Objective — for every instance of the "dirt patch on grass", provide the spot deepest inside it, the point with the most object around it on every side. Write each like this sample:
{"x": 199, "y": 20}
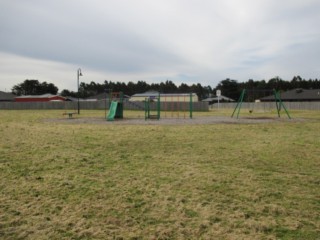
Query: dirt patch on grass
{"x": 172, "y": 121}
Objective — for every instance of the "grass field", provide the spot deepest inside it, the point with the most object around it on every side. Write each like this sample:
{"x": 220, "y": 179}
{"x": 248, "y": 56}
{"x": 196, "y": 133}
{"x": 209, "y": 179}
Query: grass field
{"x": 218, "y": 181}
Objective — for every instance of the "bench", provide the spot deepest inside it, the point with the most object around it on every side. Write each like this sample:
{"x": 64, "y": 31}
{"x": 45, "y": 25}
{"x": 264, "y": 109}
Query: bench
{"x": 69, "y": 114}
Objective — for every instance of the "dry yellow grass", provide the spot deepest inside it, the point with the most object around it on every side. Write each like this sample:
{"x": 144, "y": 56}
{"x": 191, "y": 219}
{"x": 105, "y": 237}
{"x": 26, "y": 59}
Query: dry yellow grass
{"x": 217, "y": 181}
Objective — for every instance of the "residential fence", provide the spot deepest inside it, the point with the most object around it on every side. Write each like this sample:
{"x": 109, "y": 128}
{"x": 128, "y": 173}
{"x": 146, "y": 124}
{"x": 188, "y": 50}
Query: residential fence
{"x": 101, "y": 105}
{"x": 266, "y": 106}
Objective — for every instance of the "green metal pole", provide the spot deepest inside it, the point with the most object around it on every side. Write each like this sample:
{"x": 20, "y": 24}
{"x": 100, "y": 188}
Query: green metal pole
{"x": 145, "y": 109}
{"x": 238, "y": 106}
{"x": 282, "y": 104}
{"x": 158, "y": 106}
{"x": 276, "y": 100}
{"x": 190, "y": 105}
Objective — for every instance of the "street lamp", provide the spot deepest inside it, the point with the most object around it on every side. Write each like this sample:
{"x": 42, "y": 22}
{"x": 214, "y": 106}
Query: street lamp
{"x": 79, "y": 73}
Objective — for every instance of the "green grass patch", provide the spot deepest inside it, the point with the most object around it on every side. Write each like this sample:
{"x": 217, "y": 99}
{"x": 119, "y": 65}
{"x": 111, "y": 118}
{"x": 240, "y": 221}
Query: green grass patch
{"x": 219, "y": 181}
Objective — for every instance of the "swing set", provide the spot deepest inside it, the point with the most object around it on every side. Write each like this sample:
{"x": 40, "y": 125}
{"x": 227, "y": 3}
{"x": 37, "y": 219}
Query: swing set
{"x": 245, "y": 92}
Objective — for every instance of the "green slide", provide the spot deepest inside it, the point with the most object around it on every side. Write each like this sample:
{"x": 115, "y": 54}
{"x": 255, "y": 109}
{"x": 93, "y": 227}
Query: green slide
{"x": 112, "y": 111}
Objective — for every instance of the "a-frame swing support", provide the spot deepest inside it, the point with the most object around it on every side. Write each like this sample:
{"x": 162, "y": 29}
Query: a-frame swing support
{"x": 279, "y": 103}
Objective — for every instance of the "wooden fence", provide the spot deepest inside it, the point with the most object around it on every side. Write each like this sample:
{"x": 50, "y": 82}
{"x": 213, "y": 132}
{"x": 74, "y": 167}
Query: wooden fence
{"x": 314, "y": 106}
{"x": 92, "y": 105}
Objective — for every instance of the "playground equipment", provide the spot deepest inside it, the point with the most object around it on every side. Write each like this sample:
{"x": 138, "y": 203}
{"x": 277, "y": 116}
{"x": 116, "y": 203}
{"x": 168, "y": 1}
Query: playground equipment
{"x": 115, "y": 106}
{"x": 277, "y": 99}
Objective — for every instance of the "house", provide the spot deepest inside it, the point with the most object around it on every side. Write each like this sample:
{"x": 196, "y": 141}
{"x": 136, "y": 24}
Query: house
{"x": 296, "y": 95}
{"x": 164, "y": 97}
{"x": 6, "y": 97}
{"x": 39, "y": 98}
{"x": 103, "y": 96}
{"x": 215, "y": 99}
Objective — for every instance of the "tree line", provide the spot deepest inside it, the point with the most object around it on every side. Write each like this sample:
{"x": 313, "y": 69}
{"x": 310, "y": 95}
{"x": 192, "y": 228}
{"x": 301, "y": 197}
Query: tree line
{"x": 261, "y": 88}
{"x": 229, "y": 87}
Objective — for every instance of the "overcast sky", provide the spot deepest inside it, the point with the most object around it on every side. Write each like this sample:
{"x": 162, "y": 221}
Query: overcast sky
{"x": 190, "y": 41}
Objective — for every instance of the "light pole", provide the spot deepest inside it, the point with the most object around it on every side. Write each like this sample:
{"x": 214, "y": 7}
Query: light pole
{"x": 79, "y": 73}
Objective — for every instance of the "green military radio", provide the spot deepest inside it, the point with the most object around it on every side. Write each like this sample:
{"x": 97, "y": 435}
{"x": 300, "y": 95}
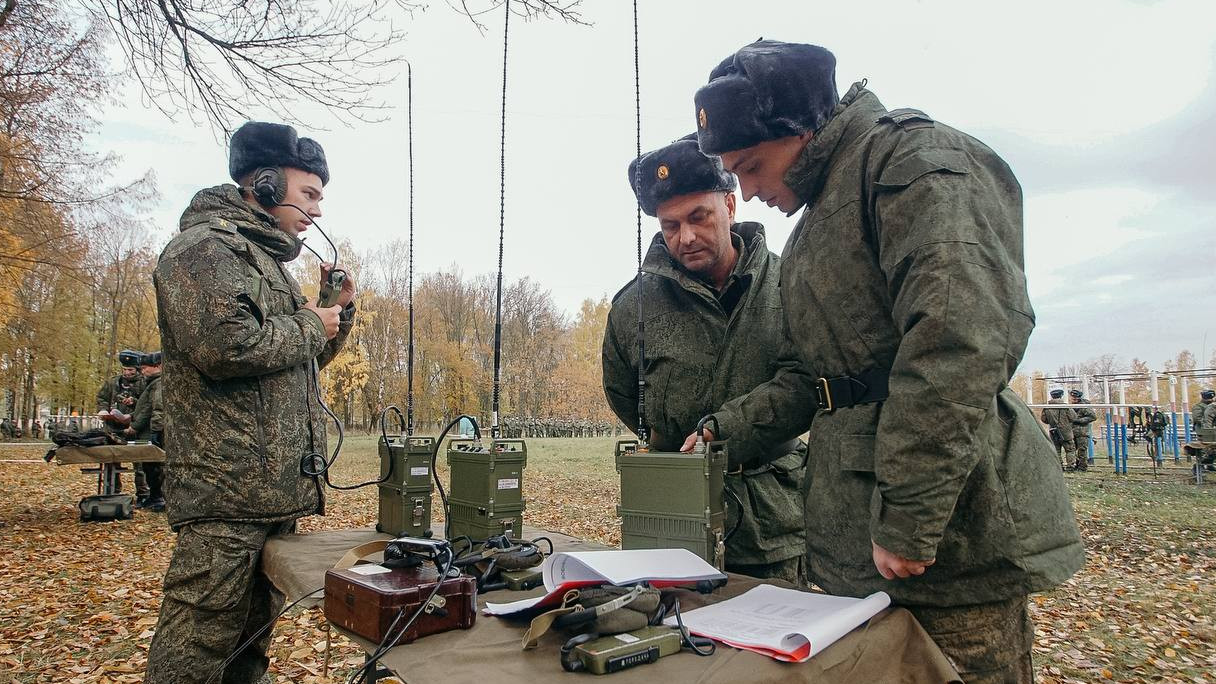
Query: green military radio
{"x": 673, "y": 499}
{"x": 406, "y": 485}
{"x": 487, "y": 488}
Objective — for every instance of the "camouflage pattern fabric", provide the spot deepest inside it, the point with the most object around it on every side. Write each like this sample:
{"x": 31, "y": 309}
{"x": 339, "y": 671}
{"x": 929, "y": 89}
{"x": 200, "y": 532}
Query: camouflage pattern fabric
{"x": 240, "y": 413}
{"x": 791, "y": 570}
{"x": 1082, "y": 426}
{"x": 986, "y": 643}
{"x": 1197, "y": 414}
{"x": 699, "y": 353}
{"x": 148, "y": 409}
{"x": 1059, "y": 421}
{"x": 120, "y": 393}
{"x": 215, "y": 598}
{"x": 240, "y": 401}
{"x": 908, "y": 258}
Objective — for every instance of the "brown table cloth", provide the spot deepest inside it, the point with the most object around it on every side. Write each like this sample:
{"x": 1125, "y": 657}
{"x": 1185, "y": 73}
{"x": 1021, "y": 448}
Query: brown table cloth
{"x": 110, "y": 454}
{"x": 890, "y": 648}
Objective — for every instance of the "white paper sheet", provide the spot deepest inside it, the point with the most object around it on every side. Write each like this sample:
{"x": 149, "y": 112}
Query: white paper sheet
{"x": 783, "y": 623}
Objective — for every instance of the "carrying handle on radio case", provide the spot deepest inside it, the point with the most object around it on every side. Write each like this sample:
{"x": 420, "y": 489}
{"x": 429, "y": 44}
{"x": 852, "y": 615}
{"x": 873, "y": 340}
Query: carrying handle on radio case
{"x": 354, "y": 555}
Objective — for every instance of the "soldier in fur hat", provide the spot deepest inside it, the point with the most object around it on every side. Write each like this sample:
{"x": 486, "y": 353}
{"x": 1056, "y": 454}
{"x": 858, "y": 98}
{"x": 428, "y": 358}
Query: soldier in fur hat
{"x": 713, "y": 331}
{"x": 904, "y": 289}
{"x": 240, "y": 342}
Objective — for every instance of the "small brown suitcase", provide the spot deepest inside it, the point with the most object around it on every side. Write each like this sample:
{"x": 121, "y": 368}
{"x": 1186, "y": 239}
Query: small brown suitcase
{"x": 365, "y": 600}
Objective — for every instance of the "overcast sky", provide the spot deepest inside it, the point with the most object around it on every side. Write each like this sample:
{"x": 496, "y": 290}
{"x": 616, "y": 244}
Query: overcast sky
{"x": 1104, "y": 108}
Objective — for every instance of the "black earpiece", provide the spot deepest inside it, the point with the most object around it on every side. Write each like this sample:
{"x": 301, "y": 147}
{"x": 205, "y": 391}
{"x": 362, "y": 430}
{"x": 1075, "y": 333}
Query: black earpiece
{"x": 269, "y": 186}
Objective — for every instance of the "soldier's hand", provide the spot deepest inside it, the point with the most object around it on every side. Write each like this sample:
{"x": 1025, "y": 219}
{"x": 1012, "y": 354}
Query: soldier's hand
{"x": 328, "y": 317}
{"x": 708, "y": 436}
{"x": 891, "y": 565}
{"x": 348, "y": 286}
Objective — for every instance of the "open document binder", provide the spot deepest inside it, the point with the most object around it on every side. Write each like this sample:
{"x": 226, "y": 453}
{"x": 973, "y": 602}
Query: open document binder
{"x": 782, "y": 623}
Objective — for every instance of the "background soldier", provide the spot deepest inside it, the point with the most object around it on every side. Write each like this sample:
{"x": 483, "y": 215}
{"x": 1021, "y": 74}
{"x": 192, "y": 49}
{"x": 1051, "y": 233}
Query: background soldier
{"x": 905, "y": 290}
{"x": 1082, "y": 426}
{"x": 1199, "y": 411}
{"x": 120, "y": 393}
{"x": 713, "y": 331}
{"x": 147, "y": 422}
{"x": 1059, "y": 424}
{"x": 240, "y": 401}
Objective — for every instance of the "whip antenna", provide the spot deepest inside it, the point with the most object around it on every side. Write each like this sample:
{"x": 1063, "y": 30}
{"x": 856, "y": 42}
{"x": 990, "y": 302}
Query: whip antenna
{"x": 502, "y": 220}
{"x": 637, "y": 186}
{"x": 409, "y": 362}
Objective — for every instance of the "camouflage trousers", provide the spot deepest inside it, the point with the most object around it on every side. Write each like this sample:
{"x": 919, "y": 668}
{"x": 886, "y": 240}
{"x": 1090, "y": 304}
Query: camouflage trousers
{"x": 141, "y": 480}
{"x": 986, "y": 643}
{"x": 791, "y": 570}
{"x": 1082, "y": 452}
{"x": 215, "y": 598}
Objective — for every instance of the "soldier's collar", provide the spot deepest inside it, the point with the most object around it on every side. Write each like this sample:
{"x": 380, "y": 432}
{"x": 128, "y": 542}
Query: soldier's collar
{"x": 856, "y": 113}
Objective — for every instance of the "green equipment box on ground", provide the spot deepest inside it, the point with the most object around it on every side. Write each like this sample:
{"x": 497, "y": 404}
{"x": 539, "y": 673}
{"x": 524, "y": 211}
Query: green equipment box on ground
{"x": 673, "y": 500}
{"x": 405, "y": 493}
{"x": 487, "y": 487}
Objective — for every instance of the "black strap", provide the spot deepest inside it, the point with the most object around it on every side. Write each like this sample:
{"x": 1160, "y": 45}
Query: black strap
{"x": 846, "y": 391}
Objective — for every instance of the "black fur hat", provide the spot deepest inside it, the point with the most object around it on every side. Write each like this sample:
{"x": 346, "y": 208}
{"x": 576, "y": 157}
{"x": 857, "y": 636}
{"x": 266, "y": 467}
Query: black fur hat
{"x": 766, "y": 90}
{"x": 677, "y": 169}
{"x": 259, "y": 144}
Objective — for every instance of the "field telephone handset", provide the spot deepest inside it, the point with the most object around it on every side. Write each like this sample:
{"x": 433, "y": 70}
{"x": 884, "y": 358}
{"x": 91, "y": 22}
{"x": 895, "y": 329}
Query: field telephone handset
{"x": 269, "y": 189}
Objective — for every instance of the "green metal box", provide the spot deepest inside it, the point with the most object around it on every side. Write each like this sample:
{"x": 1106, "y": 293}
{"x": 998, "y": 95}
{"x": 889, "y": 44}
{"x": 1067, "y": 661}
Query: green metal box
{"x": 410, "y": 458}
{"x": 482, "y": 522}
{"x": 673, "y": 500}
{"x": 405, "y": 494}
{"x": 487, "y": 487}
{"x": 403, "y": 513}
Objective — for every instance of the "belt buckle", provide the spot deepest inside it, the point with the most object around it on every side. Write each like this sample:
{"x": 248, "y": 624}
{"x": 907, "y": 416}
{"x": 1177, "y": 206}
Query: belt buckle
{"x": 825, "y": 394}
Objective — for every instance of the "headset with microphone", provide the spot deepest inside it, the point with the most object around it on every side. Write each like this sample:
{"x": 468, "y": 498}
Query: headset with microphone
{"x": 269, "y": 188}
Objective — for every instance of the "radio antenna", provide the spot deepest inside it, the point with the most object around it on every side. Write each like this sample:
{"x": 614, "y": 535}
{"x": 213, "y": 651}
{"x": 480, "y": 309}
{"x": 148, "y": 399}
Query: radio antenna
{"x": 502, "y": 220}
{"x": 642, "y": 431}
{"x": 409, "y": 362}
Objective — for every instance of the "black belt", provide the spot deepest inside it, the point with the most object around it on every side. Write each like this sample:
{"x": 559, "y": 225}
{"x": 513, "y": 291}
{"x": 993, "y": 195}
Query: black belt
{"x": 834, "y": 393}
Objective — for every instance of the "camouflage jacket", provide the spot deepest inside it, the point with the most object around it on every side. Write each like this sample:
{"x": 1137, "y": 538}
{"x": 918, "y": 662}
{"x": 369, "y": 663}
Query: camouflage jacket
{"x": 240, "y": 398}
{"x": 114, "y": 390}
{"x": 908, "y": 259}
{"x": 1203, "y": 415}
{"x": 1062, "y": 419}
{"x": 699, "y": 354}
{"x": 148, "y": 415}
{"x": 1082, "y": 425}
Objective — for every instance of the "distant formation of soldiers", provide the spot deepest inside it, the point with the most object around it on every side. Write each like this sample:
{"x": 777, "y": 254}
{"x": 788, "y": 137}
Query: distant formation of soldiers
{"x": 528, "y": 426}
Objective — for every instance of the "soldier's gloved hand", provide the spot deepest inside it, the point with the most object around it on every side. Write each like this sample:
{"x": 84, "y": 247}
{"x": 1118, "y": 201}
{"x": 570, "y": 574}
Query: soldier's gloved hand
{"x": 708, "y": 436}
{"x": 893, "y": 565}
{"x": 328, "y": 317}
{"x": 348, "y": 286}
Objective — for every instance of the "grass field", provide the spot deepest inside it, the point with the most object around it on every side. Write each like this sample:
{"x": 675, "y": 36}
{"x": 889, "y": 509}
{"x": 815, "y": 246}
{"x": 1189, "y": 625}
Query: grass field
{"x": 78, "y": 601}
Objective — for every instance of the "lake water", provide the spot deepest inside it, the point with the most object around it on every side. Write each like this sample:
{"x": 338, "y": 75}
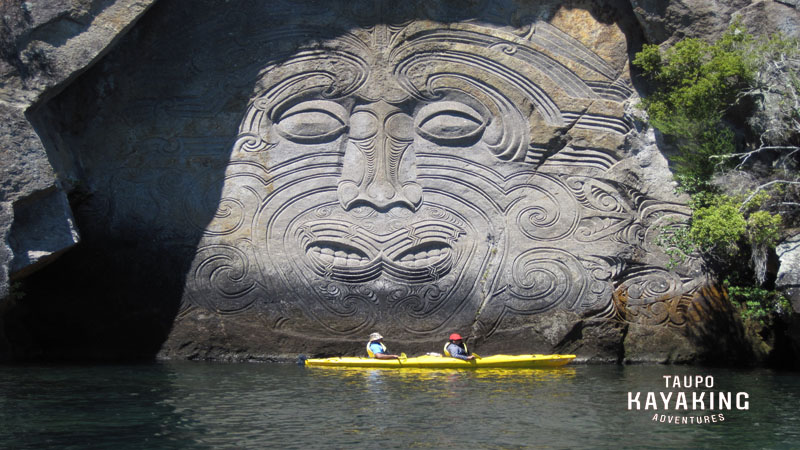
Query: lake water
{"x": 257, "y": 405}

***

The request.
Count how many lines of the material above contain the word "dirt", and reply with that number alone.

Final result.
2